▶ DATA SECTION:

• • •

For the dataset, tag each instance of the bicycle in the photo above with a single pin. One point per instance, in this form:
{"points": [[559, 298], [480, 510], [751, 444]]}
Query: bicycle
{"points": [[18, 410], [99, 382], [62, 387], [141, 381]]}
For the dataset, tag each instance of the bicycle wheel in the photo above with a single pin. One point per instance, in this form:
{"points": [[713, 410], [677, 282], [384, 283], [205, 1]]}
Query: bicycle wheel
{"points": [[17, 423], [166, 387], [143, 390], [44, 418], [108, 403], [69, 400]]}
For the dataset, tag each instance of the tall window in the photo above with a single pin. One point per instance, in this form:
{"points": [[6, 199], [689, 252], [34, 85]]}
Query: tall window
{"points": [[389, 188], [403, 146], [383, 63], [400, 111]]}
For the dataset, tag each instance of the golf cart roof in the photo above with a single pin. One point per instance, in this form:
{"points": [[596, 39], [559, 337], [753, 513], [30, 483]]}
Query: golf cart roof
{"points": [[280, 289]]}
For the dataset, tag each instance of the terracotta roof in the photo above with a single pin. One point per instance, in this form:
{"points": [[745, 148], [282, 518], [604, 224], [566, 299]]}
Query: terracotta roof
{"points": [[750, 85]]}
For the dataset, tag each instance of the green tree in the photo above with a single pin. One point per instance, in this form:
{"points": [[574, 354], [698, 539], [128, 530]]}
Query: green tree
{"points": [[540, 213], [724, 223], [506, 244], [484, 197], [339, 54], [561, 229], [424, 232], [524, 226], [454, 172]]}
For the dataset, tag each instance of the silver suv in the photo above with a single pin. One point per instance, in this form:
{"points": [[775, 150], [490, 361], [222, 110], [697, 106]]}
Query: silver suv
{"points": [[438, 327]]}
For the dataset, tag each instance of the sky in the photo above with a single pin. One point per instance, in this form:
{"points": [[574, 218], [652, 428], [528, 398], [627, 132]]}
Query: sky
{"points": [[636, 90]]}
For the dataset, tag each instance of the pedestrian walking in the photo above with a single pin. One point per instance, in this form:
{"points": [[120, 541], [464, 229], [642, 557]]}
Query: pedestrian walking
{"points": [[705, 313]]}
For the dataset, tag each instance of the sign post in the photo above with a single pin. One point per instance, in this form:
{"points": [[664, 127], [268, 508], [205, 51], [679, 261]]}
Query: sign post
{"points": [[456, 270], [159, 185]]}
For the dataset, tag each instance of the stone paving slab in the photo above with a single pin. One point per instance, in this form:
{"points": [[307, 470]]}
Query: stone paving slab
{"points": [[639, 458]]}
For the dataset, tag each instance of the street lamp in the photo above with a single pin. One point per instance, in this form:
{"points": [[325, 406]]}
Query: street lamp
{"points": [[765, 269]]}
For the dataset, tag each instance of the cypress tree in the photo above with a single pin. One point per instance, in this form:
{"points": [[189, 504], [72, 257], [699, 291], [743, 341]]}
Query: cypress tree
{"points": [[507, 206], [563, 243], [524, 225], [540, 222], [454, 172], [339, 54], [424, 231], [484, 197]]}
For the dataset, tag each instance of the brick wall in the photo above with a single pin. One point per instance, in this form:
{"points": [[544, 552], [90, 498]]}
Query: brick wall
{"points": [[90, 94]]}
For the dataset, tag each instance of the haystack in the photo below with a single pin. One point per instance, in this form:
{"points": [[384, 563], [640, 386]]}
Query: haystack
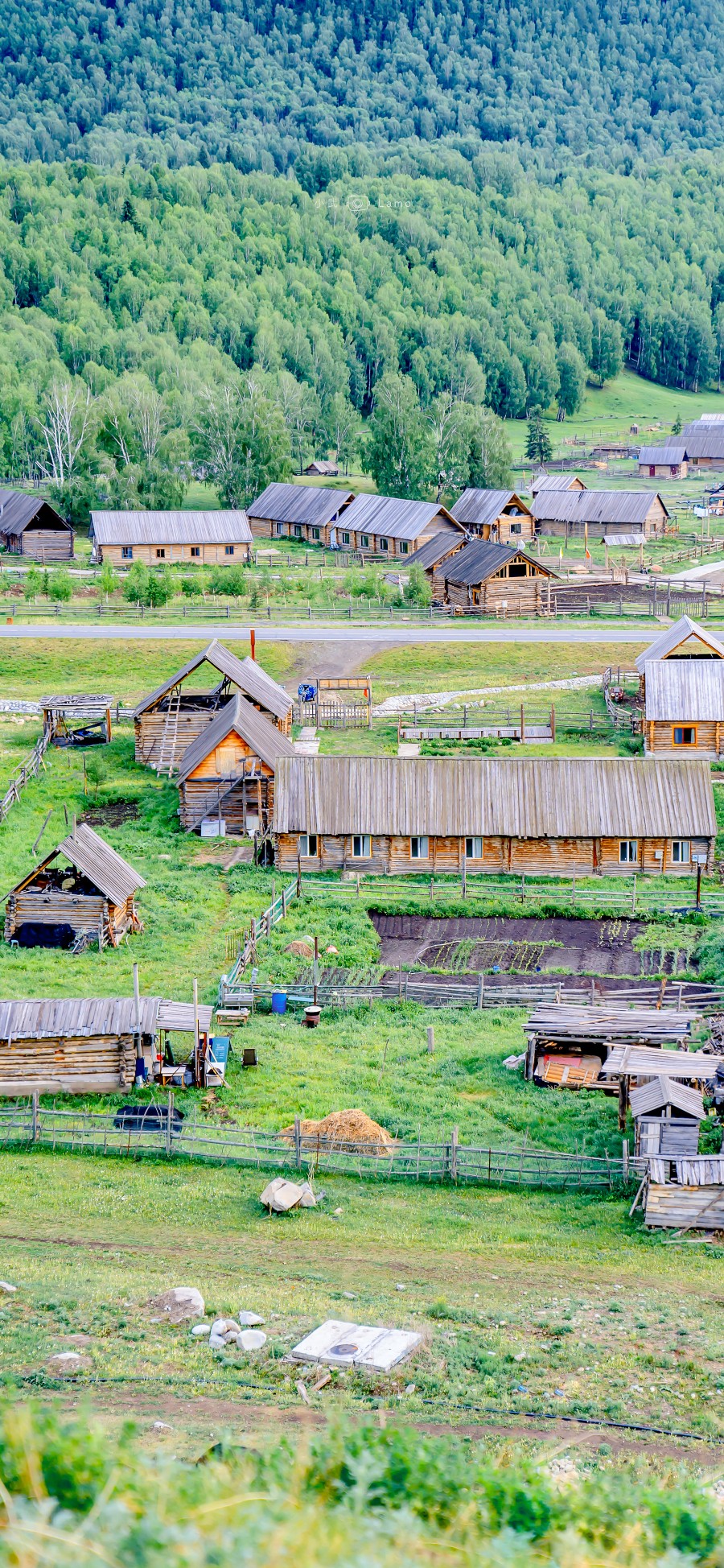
{"points": [[352, 1129]]}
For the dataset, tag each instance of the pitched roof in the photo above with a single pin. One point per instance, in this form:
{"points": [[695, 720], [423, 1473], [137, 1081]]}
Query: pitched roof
{"points": [[18, 512], [664, 455], [243, 673], [392, 516], [685, 691], [479, 509], [436, 549], [594, 505], [529, 798], [482, 559], [171, 527], [264, 739], [677, 635], [94, 858], [87, 1017], [306, 504]]}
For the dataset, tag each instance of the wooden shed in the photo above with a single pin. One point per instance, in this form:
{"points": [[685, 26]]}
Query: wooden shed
{"points": [[228, 774], [29, 526], [82, 886], [500, 516], [684, 708], [298, 512], [393, 527], [175, 714], [544, 815], [87, 1045], [491, 577]]}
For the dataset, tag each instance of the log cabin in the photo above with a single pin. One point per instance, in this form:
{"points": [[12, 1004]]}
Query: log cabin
{"points": [[489, 577], [88, 1045], [30, 527], [541, 815], [228, 774], [160, 538], [175, 716], [684, 708], [392, 527], [307, 513], [598, 514], [666, 463], [499, 516], [82, 886]]}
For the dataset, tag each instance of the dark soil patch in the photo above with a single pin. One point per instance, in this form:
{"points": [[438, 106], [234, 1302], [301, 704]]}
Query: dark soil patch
{"points": [[112, 815], [519, 946]]}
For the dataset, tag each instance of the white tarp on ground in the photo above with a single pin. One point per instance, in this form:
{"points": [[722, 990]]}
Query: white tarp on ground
{"points": [[340, 1344]]}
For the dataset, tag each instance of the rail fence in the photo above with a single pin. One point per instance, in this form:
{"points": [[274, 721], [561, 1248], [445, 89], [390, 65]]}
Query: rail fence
{"points": [[26, 1123]]}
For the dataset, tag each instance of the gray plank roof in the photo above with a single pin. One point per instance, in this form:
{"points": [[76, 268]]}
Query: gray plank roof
{"points": [[245, 673], [264, 739], [685, 691], [171, 527], [393, 518], [479, 509], [482, 559], [677, 635], [605, 507], [529, 798], [94, 858], [18, 512], [306, 504], [88, 1017]]}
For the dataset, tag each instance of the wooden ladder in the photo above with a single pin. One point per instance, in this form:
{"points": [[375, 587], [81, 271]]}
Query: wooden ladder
{"points": [[167, 753]]}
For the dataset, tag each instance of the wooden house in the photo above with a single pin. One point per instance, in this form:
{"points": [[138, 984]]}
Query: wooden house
{"points": [[29, 526], [499, 516], [228, 774], [157, 538], [491, 577], [666, 463], [82, 886], [175, 714], [298, 512], [543, 815], [615, 516], [88, 1045], [684, 708], [392, 527]]}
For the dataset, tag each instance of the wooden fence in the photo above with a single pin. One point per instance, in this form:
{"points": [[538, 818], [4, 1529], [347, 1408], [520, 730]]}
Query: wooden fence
{"points": [[23, 774], [96, 1133]]}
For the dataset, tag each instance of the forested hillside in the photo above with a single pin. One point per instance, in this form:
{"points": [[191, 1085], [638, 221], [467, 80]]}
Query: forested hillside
{"points": [[256, 80]]}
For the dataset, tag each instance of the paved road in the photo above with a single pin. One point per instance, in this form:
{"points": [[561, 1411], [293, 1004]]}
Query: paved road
{"points": [[331, 633]]}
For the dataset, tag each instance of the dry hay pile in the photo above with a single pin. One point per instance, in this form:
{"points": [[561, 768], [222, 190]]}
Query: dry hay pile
{"points": [[350, 1129]]}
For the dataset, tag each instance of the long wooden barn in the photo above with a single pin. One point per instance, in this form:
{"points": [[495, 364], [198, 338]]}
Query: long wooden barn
{"points": [[82, 886], [87, 1045], [228, 772], [543, 815], [176, 712]]}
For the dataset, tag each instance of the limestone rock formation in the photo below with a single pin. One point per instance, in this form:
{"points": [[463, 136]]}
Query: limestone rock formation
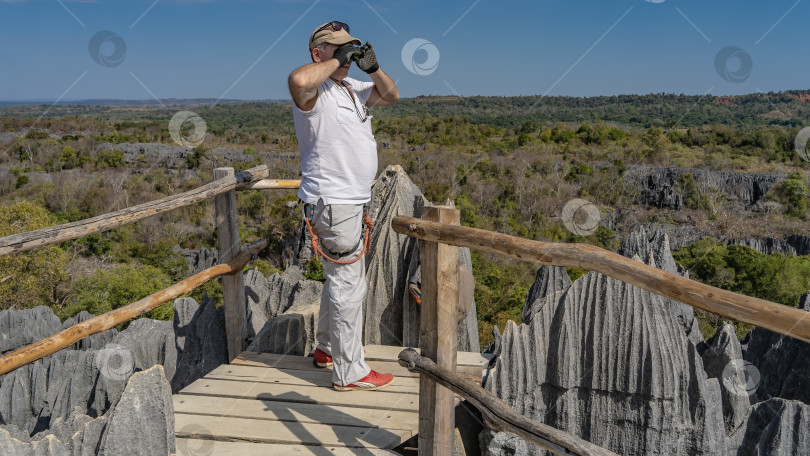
{"points": [[615, 365], [548, 281], [800, 242], [199, 260], [722, 357], [601, 353], [776, 427], [660, 188], [141, 422], [391, 317], [782, 362], [283, 311], [652, 247], [200, 340]]}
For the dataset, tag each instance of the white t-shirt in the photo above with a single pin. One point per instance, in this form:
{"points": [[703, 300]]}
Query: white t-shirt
{"points": [[338, 151]]}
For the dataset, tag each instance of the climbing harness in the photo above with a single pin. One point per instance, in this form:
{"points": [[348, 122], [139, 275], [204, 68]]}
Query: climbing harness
{"points": [[309, 213]]}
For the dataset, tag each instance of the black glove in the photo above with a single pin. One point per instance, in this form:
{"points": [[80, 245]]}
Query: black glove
{"points": [[367, 60], [346, 53]]}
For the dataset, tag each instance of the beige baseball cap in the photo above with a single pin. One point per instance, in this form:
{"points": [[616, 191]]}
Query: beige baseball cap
{"points": [[326, 33]]}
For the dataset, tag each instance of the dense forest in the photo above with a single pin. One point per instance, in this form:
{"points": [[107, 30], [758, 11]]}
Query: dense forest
{"points": [[509, 164]]}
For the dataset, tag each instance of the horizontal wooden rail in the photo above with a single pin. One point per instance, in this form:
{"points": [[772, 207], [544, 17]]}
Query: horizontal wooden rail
{"points": [[266, 184], [103, 322], [766, 314], [497, 414], [60, 233]]}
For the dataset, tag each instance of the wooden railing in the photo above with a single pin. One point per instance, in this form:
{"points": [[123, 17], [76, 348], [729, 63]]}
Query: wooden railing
{"points": [[222, 189], [440, 237]]}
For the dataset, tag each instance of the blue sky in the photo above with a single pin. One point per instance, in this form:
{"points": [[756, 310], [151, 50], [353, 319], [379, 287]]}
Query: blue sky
{"points": [[245, 49]]}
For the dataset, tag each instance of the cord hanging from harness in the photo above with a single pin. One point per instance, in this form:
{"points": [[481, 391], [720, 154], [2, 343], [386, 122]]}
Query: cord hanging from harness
{"points": [[308, 214]]}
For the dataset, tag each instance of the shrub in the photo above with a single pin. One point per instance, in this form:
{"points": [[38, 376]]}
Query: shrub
{"points": [[740, 269], [794, 193], [30, 278], [104, 291]]}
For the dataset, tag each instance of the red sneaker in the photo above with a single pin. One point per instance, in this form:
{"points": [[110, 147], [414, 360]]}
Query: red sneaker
{"points": [[371, 381], [321, 359]]}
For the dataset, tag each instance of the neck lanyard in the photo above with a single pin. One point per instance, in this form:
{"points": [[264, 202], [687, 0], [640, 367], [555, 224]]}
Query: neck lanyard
{"points": [[363, 117]]}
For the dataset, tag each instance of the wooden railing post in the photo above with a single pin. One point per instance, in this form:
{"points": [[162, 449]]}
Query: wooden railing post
{"points": [[233, 288], [438, 335]]}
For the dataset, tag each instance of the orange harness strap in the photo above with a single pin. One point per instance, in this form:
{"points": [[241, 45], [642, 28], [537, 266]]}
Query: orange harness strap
{"points": [[317, 247]]}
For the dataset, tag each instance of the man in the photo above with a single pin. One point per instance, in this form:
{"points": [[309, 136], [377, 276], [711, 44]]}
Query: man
{"points": [[338, 166]]}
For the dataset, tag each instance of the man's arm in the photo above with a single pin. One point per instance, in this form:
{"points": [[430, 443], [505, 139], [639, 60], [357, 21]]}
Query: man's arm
{"points": [[385, 91], [304, 82]]}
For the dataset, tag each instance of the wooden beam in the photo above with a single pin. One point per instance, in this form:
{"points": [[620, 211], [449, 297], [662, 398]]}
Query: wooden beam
{"points": [[60, 233], [438, 335], [103, 322], [268, 184], [233, 287], [766, 314], [497, 414]]}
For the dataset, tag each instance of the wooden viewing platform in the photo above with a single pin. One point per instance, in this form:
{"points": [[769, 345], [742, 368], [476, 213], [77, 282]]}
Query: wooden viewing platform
{"points": [[267, 404]]}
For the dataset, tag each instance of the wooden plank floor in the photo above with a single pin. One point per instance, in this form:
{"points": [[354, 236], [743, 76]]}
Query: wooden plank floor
{"points": [[266, 404]]}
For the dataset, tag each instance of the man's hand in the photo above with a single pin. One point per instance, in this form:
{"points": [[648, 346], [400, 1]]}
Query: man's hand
{"points": [[368, 59], [346, 53]]}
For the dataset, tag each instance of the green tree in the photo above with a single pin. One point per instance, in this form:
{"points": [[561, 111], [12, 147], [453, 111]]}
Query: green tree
{"points": [[30, 278], [794, 192], [104, 291]]}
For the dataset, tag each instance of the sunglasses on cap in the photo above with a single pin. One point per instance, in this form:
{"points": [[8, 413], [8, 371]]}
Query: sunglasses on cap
{"points": [[336, 27]]}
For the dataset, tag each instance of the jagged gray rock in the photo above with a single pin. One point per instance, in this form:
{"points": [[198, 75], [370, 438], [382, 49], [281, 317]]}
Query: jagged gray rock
{"points": [[293, 330], [19, 328], [720, 353], [97, 341], [200, 340], [549, 280], [782, 362], [767, 246], [660, 188], [800, 242], [776, 427], [199, 260], [568, 369], [390, 316], [140, 423], [652, 246]]}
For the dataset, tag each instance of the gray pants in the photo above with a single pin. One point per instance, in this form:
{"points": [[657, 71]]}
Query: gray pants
{"points": [[340, 320]]}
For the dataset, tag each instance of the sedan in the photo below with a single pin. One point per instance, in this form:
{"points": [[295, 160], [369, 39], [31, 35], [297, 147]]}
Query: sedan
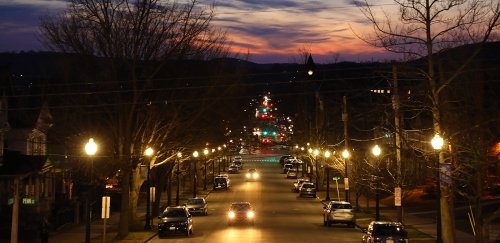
{"points": [[252, 174], [240, 212], [307, 189], [339, 212], [175, 220], [197, 205], [385, 231]]}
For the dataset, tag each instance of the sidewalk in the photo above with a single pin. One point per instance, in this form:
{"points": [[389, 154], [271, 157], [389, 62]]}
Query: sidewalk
{"points": [[75, 233], [420, 229]]}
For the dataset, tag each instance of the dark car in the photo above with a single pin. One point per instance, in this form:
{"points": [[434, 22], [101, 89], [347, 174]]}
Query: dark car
{"points": [[197, 205], [286, 167], [221, 182], [175, 220], [233, 169], [240, 212], [251, 175], [298, 183], [307, 189], [339, 212], [284, 158], [384, 231]]}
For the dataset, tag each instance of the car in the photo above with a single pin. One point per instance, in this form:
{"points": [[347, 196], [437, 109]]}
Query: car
{"points": [[175, 220], [238, 163], [221, 182], [298, 183], [252, 174], [284, 158], [240, 212], [286, 167], [339, 212], [291, 173], [197, 205], [385, 231], [307, 189], [233, 169]]}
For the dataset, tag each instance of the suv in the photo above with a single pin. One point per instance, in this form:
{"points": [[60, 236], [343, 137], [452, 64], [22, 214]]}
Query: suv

• • •

▶ EXERCISE OBJECTIVE:
Across the entries above, work out how many lines include the string "below", and report only that figure.

▶ TASK RESPONSE:
3